==== RECORDED INFORMATION ====

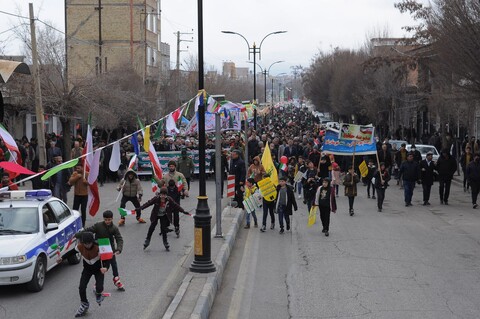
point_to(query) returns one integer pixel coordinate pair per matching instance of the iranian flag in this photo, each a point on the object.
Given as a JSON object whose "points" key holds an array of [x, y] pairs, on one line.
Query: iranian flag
{"points": [[133, 160], [123, 212], [154, 186], [8, 139], [105, 249], [179, 184]]}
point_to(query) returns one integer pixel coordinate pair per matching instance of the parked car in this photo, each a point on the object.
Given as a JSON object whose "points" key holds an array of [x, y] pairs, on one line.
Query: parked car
{"points": [[424, 149], [35, 229], [397, 143]]}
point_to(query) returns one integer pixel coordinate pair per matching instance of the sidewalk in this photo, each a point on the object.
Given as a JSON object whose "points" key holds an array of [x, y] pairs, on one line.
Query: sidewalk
{"points": [[197, 291]]}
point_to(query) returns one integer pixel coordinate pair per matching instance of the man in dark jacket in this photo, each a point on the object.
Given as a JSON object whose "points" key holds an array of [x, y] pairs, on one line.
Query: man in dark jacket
{"points": [[237, 168], [465, 159], [473, 177], [285, 202], [427, 168], [385, 156], [163, 206], [409, 170], [446, 166]]}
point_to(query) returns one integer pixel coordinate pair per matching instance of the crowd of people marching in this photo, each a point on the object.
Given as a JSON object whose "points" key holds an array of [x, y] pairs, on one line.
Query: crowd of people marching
{"points": [[294, 138]]}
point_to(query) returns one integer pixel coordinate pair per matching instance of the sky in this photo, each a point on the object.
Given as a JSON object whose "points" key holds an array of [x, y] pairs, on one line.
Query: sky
{"points": [[312, 26]]}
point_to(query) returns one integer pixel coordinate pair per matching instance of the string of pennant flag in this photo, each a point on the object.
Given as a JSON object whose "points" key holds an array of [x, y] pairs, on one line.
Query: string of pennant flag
{"points": [[92, 157]]}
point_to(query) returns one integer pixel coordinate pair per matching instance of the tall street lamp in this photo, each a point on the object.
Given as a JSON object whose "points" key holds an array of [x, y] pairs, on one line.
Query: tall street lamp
{"points": [[202, 262], [253, 49], [265, 72]]}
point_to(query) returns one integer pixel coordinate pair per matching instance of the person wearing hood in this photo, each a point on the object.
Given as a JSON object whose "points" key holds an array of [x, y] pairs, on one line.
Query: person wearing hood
{"points": [[473, 177], [446, 166], [92, 266], [163, 206], [132, 192], [325, 200], [417, 156], [185, 166], [106, 229], [256, 170], [177, 177]]}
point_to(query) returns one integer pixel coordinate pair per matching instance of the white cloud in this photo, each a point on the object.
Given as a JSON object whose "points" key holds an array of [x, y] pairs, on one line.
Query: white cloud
{"points": [[311, 25]]}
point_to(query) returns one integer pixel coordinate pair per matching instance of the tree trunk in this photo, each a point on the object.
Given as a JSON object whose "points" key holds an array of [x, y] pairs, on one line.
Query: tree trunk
{"points": [[67, 137]]}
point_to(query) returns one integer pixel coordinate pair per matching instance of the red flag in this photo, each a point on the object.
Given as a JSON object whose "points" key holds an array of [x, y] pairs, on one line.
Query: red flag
{"points": [[93, 195], [15, 168]]}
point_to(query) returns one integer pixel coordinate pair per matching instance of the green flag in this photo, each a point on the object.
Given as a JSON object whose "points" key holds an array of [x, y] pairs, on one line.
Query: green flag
{"points": [[58, 168], [140, 123], [158, 131]]}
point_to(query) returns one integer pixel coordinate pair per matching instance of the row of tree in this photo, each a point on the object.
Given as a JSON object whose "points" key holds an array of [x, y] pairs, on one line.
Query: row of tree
{"points": [[434, 75]]}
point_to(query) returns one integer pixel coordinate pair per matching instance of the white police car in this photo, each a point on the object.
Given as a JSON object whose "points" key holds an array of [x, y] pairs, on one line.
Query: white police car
{"points": [[35, 228]]}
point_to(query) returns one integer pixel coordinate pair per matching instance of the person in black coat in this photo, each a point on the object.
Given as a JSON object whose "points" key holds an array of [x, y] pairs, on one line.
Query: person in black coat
{"points": [[427, 168], [285, 202], [446, 166], [410, 172], [382, 177], [237, 168], [385, 156], [473, 177]]}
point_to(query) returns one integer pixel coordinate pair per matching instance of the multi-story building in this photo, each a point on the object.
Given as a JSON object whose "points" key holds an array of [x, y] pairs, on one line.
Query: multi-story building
{"points": [[107, 34]]}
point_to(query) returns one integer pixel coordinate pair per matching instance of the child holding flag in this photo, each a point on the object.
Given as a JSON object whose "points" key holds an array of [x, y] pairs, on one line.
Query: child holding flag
{"points": [[93, 265], [132, 192], [325, 200], [172, 191], [107, 229], [163, 205], [251, 190]]}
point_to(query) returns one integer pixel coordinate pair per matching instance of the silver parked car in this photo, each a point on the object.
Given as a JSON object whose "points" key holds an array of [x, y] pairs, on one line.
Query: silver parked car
{"points": [[424, 149]]}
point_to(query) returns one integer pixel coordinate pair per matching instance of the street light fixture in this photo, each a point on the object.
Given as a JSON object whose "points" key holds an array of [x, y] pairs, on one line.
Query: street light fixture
{"points": [[254, 50], [202, 262], [265, 72], [283, 73]]}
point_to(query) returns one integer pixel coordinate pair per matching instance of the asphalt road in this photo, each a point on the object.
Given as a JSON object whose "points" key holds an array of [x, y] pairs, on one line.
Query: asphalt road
{"points": [[142, 272], [405, 262]]}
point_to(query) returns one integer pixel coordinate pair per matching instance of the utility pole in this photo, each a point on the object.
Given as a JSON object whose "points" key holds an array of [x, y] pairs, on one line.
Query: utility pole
{"points": [[100, 41], [177, 67], [179, 39], [38, 92]]}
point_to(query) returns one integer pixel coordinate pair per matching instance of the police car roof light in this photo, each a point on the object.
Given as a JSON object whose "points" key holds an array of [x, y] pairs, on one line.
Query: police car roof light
{"points": [[40, 194]]}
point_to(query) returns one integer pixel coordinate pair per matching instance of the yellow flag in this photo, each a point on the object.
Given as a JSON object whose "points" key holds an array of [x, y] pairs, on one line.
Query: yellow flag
{"points": [[363, 169], [268, 165], [312, 216], [146, 139]]}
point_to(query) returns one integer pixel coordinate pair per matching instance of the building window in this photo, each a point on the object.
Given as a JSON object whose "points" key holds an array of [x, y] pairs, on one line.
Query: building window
{"points": [[148, 21], [149, 56], [154, 22]]}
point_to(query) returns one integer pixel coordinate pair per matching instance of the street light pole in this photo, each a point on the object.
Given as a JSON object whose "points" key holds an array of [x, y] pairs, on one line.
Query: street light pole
{"points": [[254, 50], [254, 87], [202, 262]]}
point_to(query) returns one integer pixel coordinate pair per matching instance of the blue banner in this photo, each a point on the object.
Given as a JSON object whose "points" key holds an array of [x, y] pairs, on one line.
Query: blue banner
{"points": [[333, 145]]}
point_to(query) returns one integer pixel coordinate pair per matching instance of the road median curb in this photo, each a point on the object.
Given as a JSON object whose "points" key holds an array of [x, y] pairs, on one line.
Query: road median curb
{"points": [[231, 219]]}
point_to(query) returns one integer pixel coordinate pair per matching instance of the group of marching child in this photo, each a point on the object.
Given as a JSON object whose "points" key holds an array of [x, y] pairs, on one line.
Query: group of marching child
{"points": [[319, 191], [100, 243]]}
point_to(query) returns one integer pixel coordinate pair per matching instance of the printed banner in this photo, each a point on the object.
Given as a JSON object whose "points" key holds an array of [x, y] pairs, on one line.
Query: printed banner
{"points": [[298, 177], [144, 166], [230, 120], [268, 189], [333, 145], [251, 203], [312, 216], [354, 132], [363, 168]]}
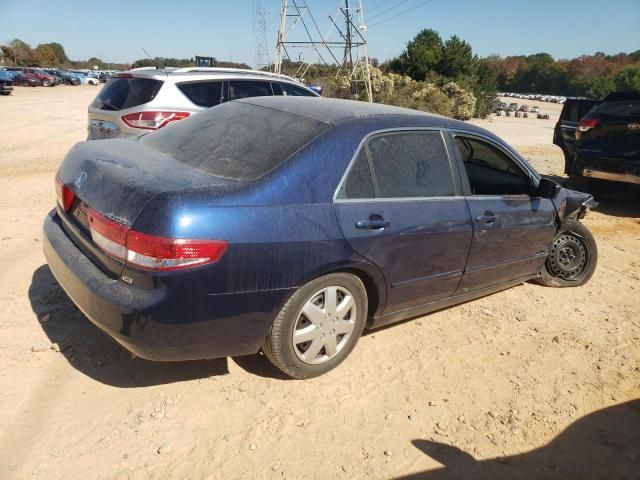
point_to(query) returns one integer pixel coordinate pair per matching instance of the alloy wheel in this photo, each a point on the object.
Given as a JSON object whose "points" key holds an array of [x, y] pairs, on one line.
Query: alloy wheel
{"points": [[569, 257], [324, 325]]}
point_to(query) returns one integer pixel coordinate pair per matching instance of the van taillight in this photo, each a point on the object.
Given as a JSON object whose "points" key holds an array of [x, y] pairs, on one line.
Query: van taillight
{"points": [[150, 252], [153, 120], [585, 125], [65, 195]]}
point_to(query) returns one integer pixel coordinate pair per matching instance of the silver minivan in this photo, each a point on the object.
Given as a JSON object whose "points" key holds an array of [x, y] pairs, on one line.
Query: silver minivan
{"points": [[145, 99]]}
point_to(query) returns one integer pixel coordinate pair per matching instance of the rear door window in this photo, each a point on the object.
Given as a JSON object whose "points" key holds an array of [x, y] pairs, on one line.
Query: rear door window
{"points": [[248, 88], [358, 183], [410, 164], [621, 108], [204, 94], [490, 171], [122, 93]]}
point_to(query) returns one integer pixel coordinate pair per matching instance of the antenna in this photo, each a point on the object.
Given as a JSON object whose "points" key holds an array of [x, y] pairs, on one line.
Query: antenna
{"points": [[352, 41], [147, 53]]}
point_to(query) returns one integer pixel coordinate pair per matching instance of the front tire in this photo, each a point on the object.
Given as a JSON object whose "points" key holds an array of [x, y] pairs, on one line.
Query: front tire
{"points": [[573, 257], [318, 326]]}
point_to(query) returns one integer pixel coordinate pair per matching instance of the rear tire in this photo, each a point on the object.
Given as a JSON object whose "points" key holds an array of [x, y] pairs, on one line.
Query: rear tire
{"points": [[318, 326], [572, 259]]}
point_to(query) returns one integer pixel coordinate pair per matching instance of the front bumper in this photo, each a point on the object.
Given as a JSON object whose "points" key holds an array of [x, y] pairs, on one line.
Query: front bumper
{"points": [[165, 323]]}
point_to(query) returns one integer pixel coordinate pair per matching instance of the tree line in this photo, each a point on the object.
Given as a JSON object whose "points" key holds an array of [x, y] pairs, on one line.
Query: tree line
{"points": [[430, 74], [20, 53]]}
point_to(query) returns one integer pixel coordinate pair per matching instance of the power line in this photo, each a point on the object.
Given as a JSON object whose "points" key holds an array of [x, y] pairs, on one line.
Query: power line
{"points": [[401, 13], [377, 5], [388, 9]]}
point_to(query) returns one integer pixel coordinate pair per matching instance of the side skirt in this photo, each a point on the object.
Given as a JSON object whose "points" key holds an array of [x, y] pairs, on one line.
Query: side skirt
{"points": [[419, 310]]}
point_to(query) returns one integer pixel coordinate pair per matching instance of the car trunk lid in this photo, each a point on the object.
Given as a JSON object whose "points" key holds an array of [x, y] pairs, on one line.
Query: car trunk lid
{"points": [[118, 178]]}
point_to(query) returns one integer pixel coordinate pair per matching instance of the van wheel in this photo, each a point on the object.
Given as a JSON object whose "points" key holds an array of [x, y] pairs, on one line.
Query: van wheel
{"points": [[573, 257], [318, 326]]}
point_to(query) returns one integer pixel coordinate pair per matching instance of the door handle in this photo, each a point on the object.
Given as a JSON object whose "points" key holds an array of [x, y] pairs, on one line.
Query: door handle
{"points": [[487, 220], [372, 224]]}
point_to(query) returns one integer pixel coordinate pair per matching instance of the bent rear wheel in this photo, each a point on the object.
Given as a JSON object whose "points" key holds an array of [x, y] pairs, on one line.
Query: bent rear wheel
{"points": [[318, 327], [572, 259]]}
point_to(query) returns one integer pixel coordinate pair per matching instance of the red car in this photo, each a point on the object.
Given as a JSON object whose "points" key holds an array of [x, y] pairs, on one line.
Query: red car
{"points": [[27, 80], [44, 79]]}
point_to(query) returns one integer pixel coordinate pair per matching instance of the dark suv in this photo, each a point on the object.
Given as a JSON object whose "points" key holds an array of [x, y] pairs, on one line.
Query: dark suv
{"points": [[564, 134], [608, 140]]}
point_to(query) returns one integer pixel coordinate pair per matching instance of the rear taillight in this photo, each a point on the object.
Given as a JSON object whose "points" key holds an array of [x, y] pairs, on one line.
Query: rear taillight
{"points": [[150, 252], [153, 120], [65, 195], [585, 125]]}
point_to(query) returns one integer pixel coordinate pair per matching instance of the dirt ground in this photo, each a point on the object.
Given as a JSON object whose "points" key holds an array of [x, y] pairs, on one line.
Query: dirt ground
{"points": [[532, 382]]}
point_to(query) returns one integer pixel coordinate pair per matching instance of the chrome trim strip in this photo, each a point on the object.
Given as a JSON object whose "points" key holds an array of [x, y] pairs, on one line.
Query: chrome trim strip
{"points": [[419, 280]]}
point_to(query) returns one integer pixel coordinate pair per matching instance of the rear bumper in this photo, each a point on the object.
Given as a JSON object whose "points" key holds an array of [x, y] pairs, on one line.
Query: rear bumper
{"points": [[607, 168], [616, 177], [166, 323]]}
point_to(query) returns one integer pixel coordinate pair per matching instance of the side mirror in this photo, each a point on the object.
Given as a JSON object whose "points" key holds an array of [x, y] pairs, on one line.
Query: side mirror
{"points": [[548, 188]]}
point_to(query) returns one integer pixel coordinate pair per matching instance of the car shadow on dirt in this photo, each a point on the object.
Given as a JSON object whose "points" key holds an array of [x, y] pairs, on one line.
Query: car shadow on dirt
{"points": [[603, 444], [614, 198], [94, 353]]}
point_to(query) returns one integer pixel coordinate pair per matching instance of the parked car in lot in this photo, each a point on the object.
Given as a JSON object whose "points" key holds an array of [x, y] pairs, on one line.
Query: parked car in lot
{"points": [[291, 224], [564, 133], [43, 78], [146, 99], [26, 80], [608, 140], [6, 82], [63, 77]]}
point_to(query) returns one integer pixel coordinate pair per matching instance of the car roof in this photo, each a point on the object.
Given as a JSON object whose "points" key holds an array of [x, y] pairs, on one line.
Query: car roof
{"points": [[330, 110], [335, 111]]}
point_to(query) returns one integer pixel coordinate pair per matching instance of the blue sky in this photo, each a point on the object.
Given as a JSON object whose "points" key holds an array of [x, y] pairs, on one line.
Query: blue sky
{"points": [[116, 30]]}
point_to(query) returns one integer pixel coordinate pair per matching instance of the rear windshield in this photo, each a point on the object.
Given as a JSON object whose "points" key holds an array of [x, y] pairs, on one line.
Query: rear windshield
{"points": [[236, 140], [576, 109], [622, 108], [123, 93]]}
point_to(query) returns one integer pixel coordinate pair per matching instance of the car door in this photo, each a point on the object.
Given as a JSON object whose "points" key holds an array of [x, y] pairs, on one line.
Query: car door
{"points": [[400, 206], [512, 227]]}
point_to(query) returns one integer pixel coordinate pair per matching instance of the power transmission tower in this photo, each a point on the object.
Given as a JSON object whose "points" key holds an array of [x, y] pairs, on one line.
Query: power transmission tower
{"points": [[352, 42], [260, 29]]}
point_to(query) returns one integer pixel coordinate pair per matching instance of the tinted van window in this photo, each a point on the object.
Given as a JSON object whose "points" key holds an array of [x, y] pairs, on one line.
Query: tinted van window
{"points": [[123, 93], [287, 90], [204, 94], [235, 140], [410, 164], [246, 89]]}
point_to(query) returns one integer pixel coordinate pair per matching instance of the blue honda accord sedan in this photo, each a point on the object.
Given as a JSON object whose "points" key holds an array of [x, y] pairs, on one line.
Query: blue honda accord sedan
{"points": [[289, 225]]}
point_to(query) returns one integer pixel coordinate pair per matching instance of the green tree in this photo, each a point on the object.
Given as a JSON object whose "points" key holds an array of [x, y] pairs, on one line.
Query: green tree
{"points": [[45, 56], [457, 59], [23, 55], [58, 50], [628, 78], [423, 54]]}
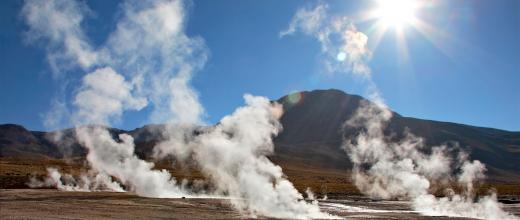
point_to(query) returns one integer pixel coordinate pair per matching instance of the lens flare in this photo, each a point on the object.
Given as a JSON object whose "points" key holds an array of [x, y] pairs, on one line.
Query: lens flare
{"points": [[396, 13]]}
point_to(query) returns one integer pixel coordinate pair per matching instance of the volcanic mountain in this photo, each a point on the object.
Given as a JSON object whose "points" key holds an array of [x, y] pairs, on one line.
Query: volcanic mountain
{"points": [[311, 138]]}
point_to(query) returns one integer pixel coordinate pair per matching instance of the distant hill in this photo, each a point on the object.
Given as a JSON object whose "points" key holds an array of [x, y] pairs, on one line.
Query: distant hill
{"points": [[311, 137]]}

====

Arrange as a numbered list, leaving out blank lines, the part of the records that opens with the line containing "of the volcanic" and runs through the end of the records.

1. point_to(query) returns one integer pixel coordinate pair per matching instance of the volcanic mountain in this photo, each a point on the object.
2. Given as a JSON object whose "points" key holds an array of [x, y] pairs, on one line.
3. Query: volcanic mountain
4. {"points": [[311, 138]]}
5. point_to(query) returns one integer pixel coordinate pair per matching instance of the distant hill in this photo, each a point on the object.
6. Given as a JSON object whose "points" key holds an array of [x, y] pairs, on one line.
7. Query: distant hill
8. {"points": [[311, 137]]}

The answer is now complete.